| What is required |
Whatever the records hold, copy it exactly and completely.

[Given data]

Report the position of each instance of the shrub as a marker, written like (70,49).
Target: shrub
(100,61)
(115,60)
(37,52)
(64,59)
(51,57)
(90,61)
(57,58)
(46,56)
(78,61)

[/Given data]

| The answer |
Report the position of each instance of the shrub as a marker, written like (70,49).
Target: shrub
(100,61)
(115,60)
(37,52)
(64,59)
(51,57)
(90,61)
(57,58)
(46,56)
(78,61)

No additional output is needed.